What the task requires - Your answer must be the full listing, word for word, with no images in it.

Provided records -
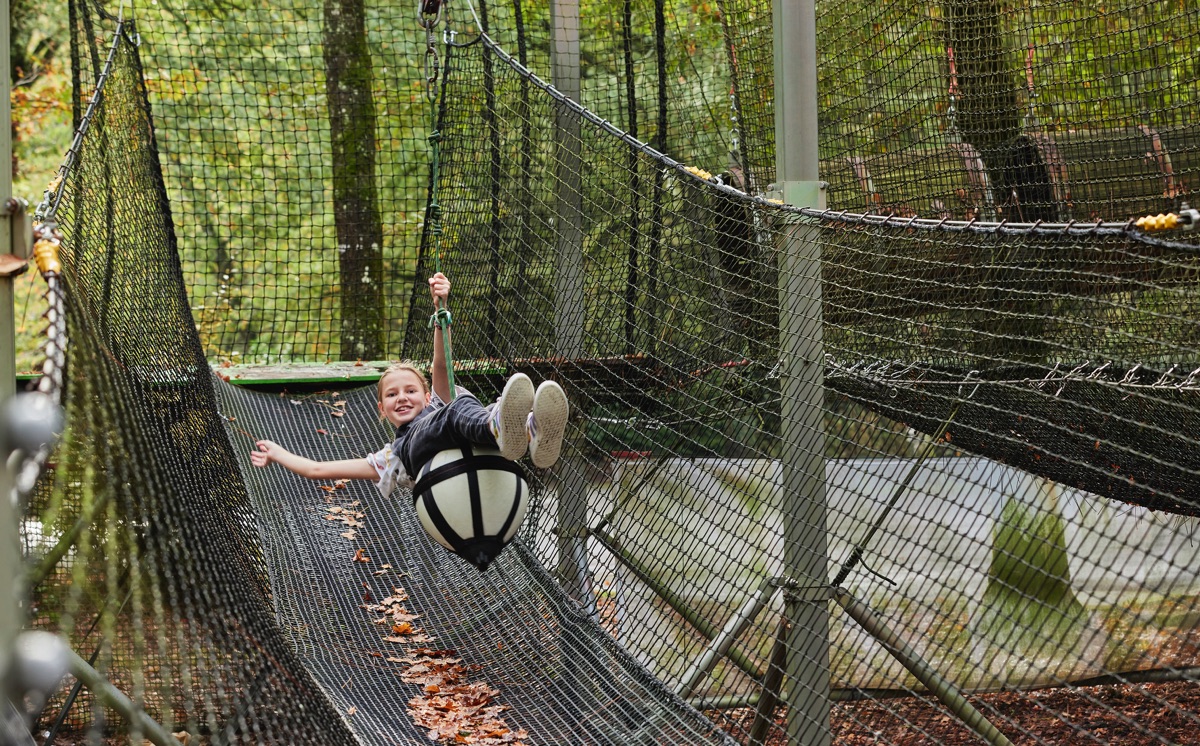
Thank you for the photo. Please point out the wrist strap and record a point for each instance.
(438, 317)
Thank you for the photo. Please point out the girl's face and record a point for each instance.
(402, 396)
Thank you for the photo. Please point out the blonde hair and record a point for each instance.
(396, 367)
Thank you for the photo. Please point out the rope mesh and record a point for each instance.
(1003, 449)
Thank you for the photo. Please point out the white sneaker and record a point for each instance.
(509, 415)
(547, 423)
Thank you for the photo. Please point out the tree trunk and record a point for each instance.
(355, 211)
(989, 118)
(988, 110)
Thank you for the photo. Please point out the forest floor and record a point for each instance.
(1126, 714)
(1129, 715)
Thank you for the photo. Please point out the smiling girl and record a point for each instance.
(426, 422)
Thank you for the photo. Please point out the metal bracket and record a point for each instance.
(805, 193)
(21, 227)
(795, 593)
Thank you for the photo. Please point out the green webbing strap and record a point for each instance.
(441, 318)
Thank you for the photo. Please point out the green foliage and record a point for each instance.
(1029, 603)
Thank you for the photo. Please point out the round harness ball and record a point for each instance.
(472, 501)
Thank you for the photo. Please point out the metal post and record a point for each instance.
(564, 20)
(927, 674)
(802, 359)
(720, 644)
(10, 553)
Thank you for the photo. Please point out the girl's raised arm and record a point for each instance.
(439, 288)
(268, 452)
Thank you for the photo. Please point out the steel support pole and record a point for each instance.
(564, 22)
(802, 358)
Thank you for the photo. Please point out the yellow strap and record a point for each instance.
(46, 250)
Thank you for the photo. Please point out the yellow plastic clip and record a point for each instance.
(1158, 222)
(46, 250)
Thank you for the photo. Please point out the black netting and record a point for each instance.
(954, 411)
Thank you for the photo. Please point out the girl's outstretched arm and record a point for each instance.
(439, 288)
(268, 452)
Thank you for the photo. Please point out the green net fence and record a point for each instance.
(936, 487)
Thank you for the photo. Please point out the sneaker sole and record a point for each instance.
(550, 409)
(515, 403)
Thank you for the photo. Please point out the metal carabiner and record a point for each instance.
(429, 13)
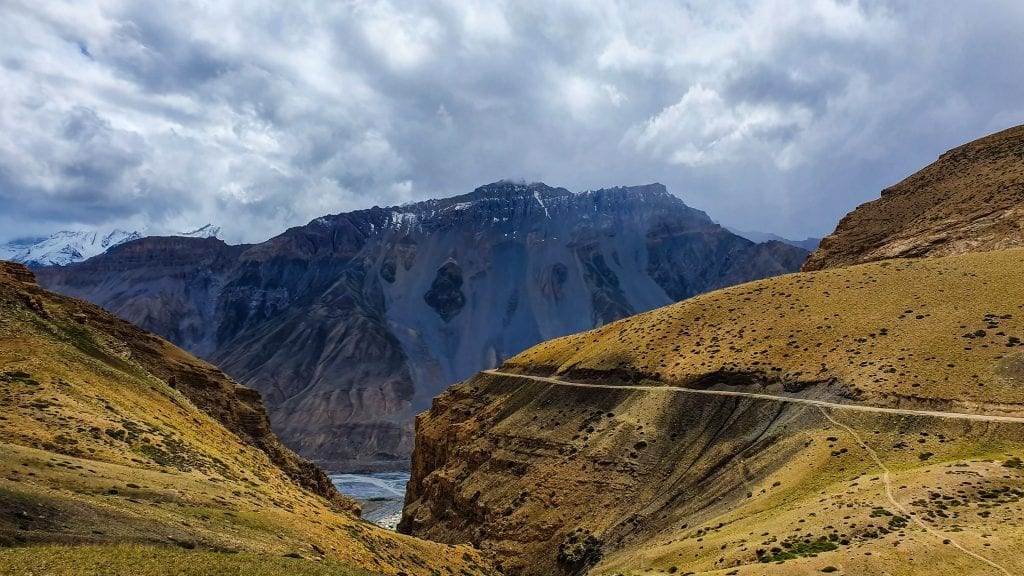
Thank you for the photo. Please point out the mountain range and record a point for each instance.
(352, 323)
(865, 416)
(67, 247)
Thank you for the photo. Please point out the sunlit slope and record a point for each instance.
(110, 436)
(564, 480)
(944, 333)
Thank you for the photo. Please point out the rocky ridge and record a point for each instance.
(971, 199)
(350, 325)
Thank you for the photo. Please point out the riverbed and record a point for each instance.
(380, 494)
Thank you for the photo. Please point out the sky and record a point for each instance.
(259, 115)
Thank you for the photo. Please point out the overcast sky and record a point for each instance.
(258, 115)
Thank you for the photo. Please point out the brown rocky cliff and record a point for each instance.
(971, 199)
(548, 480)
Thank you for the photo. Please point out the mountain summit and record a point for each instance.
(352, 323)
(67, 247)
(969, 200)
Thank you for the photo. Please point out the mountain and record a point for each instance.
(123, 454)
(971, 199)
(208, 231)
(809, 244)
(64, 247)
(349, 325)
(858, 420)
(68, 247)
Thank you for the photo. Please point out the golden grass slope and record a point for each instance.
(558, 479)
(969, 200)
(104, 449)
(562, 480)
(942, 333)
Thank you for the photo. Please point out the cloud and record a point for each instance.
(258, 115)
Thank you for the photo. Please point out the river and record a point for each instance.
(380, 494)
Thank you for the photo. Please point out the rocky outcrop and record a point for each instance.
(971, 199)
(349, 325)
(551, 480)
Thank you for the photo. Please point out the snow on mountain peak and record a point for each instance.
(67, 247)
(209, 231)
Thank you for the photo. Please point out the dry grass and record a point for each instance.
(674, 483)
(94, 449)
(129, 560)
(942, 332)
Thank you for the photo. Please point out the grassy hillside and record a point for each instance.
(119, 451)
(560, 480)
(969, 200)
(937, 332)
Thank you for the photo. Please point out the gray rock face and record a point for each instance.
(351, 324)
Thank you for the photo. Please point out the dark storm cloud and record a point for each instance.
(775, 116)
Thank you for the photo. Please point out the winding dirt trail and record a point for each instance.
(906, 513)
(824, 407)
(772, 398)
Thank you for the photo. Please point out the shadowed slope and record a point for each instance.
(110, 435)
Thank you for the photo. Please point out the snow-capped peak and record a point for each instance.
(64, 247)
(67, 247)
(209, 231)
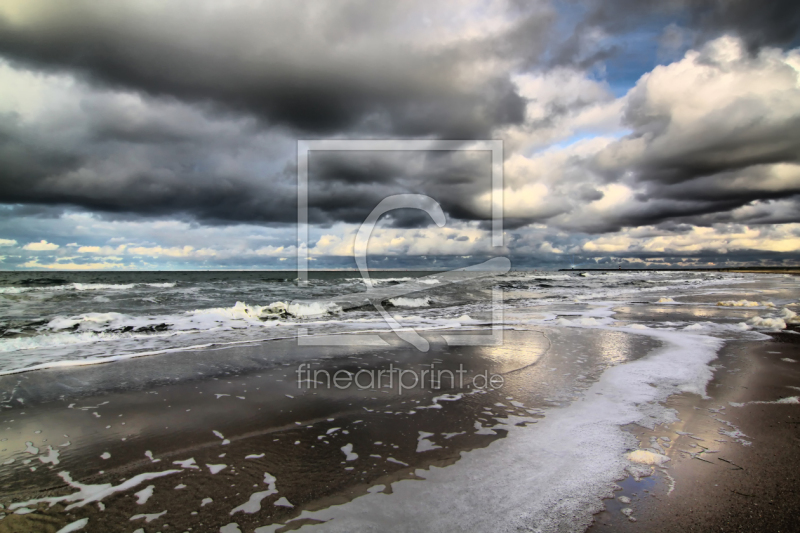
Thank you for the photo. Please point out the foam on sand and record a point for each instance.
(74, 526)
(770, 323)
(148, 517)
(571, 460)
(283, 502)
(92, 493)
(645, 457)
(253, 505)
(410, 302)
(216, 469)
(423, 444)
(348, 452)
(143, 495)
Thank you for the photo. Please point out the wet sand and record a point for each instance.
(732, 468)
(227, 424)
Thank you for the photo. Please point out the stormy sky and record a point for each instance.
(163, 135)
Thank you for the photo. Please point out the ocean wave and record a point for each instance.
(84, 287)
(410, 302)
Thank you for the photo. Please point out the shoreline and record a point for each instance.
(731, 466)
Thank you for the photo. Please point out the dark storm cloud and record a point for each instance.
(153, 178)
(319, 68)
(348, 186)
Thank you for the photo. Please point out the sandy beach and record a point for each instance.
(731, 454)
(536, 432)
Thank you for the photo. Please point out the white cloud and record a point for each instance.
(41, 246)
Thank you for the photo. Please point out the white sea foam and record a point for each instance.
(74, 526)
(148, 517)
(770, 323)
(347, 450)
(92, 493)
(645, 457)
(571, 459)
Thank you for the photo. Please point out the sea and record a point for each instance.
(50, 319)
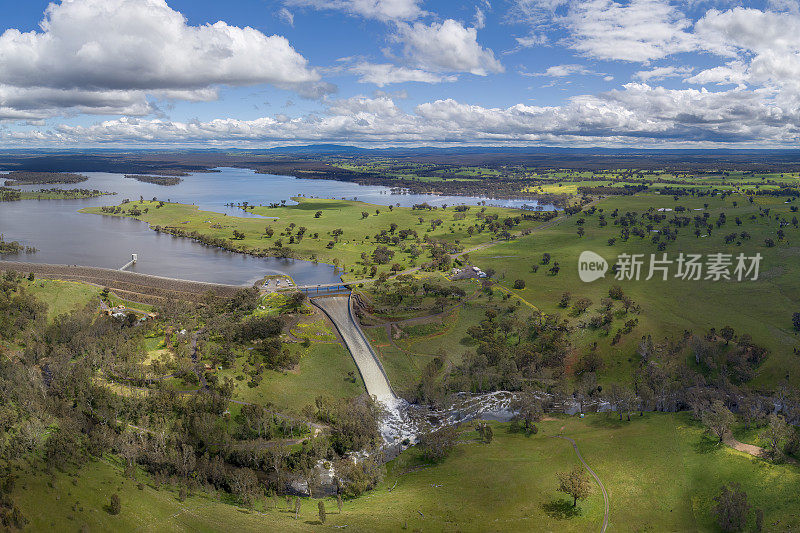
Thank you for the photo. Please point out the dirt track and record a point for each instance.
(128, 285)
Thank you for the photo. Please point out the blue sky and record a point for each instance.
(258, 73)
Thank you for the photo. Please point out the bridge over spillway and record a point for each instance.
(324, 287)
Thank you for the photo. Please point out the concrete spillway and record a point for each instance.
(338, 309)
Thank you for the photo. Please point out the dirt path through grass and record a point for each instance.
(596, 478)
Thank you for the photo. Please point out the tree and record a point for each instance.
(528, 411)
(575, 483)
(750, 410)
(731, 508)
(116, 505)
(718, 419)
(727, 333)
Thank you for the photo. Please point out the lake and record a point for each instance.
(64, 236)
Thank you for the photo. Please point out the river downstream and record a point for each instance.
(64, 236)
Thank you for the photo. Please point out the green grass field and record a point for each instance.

Output for this exercise -
Thank you for the photo. Please point out the wrist strap and record a point for each instance.
(438, 317)
Thank you for the photo. Please point out the girl's face and record a point for each instance.
(402, 396)
Thank you for the photo. Please point out the blonde hair and record a point for each instance.
(396, 367)
Thank you for the photo. Please point out the rope mesh and record a point for each instance.
(1003, 449)
Thank you for the photo. Please point out the white sneaker and record a point for each instance.
(509, 415)
(547, 423)
Thank you for the photo. Please point out the tree trunk and record a point for each instance.
(355, 211)
(989, 118)
(988, 110)
Thank you for the photo. Please point out the forest floor and record a point for each instance.
(1126, 714)
(1129, 715)
Thank you for the photo. Please point out the smiling girl and record a point for each instance.
(426, 422)
Thank you for the photo. Please point out the metal bracket and record a point for each instance.
(805, 193)
(21, 227)
(795, 593)
Thank you for the photo. Please point out the green webbing strap and record a point for each instance.
(441, 318)
Thank you for the photo. Please point out the green foliage and record a point for each instance.
(1029, 603)
Thank you for the photo. Please point out the round harness ball and record a point for each instance.
(472, 501)
Thank you for the photo. Please point out the metal post and record a point for each instance.
(564, 20)
(927, 674)
(802, 359)
(720, 644)
(10, 553)
Thank you for the photo. Please point out the girl's raised arm and record a point for each instance.
(439, 288)
(268, 452)
Thank you for the photo. Please point out the steel support pole and record a point for each instance.
(564, 22)
(802, 358)
Thank you for the photo. Please point out the yellow strap and record a point for each instance.
(46, 250)
Thank you for the photo. Please point out the yellow plastic clip and record a point for each instance.
(1158, 222)
(46, 250)
Thank you for the photo. Please point out the black netting and record a point for each instance.
(954, 411)
Thank you for the photo. Please point out the girl's outstretched arm and record a point for each instance.
(439, 288)
(268, 452)
Thank you for the photo. Please point out the green net fence and record a point for each instance.
(936, 487)
Thank you for the photo. Please point out the sneaker sole and record a point for each instance.
(550, 409)
(515, 403)
Thank you for the photo. Please point out the metal carabiner and record a point for each instance.
(429, 13)
Thank you for the photo. Please point out the mountain range and record a point for each instance.
(352, 323)
(865, 416)
(67, 247)
Thank you for the photo. Please point out the sunlit slope and record a point for each instance.
(110, 436)
(564, 480)
(944, 333)
Thank you for the photo. Please point out the rocky ridge and record a point for each instance.
(971, 199)
(350, 325)
Thank you for the photo. Please point out the riverbed and record a point for each instance.
(380, 494)
Thank you for the photo. Please point out the sky and record a point for each instance.
(259, 115)
Thank you for the photo. Please point out the overcast sky and record a point for each instance.
(258, 115)
Thank you for the photo. Please point out the brown rocky cliff and record a point for each instance.
(971, 199)
(548, 480)
Thank you for the photo. Please point out the mountain summit and record a point for each instance.
(352, 323)
(67, 247)
(969, 200)
Thank you for the photo. Please point out the mountain and record a point for each instance.
(123, 454)
(971, 199)
(208, 231)
(809, 244)
(64, 247)
(349, 325)
(858, 420)
(68, 247)
Thank you for the photo. Please point out the golden grass slope and record a point for each instance.
(558, 479)
(969, 200)
(104, 449)
(562, 480)
(942, 333)
Thank you for the photo. Please point out the cloud and record a point for each instance.
(258, 115)
Thank you for the photo. Please point out the river and record a point for each instance.
(380, 494)
Thank you for the photo. Please point out the rocky outcrop and record a point for each instance.
(971, 199)
(349, 325)
(551, 480)
Thank you for the photo. Please point out the snow on mountain peak and record a point for each instance.
(67, 247)
(209, 231)
Thank you for the photo. Please point out the dry grass and record a point for each instance.
(674, 483)
(94, 449)
(129, 560)
(942, 332)
Thank you for the photo. Please point out the grassy hillside and record a point for each instance.
(119, 451)
(560, 480)
(969, 200)
(937, 332)
Thank you for the photo. Please point out the gray rock face and record a point for each instance.
(351, 324)
Thank you for the photo. Please point out the dark storm cloud and record a point for each instance.
(775, 116)
Thank you for the photo. Please point out the winding dirt trail and record a point for each instance.
(906, 513)
(824, 407)
(772, 398)
Thank you for the photo. Please point out the shadowed slope and record a point for each instance.
(110, 435)
Thank you for the photo. Please point out the snow-capped peak and record a point for each instance.
(64, 247)
(67, 247)
(209, 231)
Thank you for the photo. Please point out the foam on sand and record a point for each instance.
(74, 526)
(770, 323)
(148, 517)
(571, 460)
(283, 502)
(92, 493)
(645, 457)
(253, 505)
(410, 302)
(216, 469)
(423, 444)
(348, 452)
(143, 495)
Thank you for the photo. Please point out the wet sand and record a point for each instance.
(732, 468)
(227, 424)
Thank you for the photo. Please point out the stormy sky and record a point for each instance.
(163, 135)
Thank you for the photo. Please point out the ocean wave and record a point for each instance.
(84, 287)
(410, 302)
Thank you for the photo. Please point out the shoreline and record a point for each instance.
(731, 466)
Thank you for the photo. Please point out the dark storm cloud and record a point for each instance.
(153, 178)
(319, 68)
(348, 186)
Thank you for the photo. Please point out the sandy beach and record a point for each instance.
(731, 454)
(536, 432)
Thank you for the photo. Please point out the white cloud and record a point for each instance.
(41, 246)
Thank you for the photo. Please point out the white sea foam and record a point for each instance.
(74, 526)
(148, 517)
(770, 323)
(347, 450)
(92, 493)
(645, 457)
(571, 459)
Thank you for the photo. Please point out the sea and record a point for each instance.
(50, 319)
Thank you for the photo. Please point out the dirt track and record a point for each instance.
(128, 285)
Thank you for the photo. Please point out the blue sky and record a point for each instance.
(258, 73)
Thank you for the photo. Please point out the bridge over spillway and record a point for each instance.
(324, 287)
Thank you for the photo. Please point out the concrete spillway and record a point for each instance.
(338, 309)
Thank you for the photo. Please point out the dirt path through grass and record a point for each instance.
(596, 478)
Thank you for the photo. Please point out the tree and record a point for each instance.
(528, 411)
(575, 483)
(750, 410)
(731, 508)
(116, 505)
(718, 419)
(727, 333)
Thank you for the photo. Please point out the lake and record a point for each instance.
(64, 236)
Thank you for the photo. Please point out the river downstream and record a point for each instance.
(64, 236)
Thank you for the photo. Please point out the green grass field and record a point for each instance.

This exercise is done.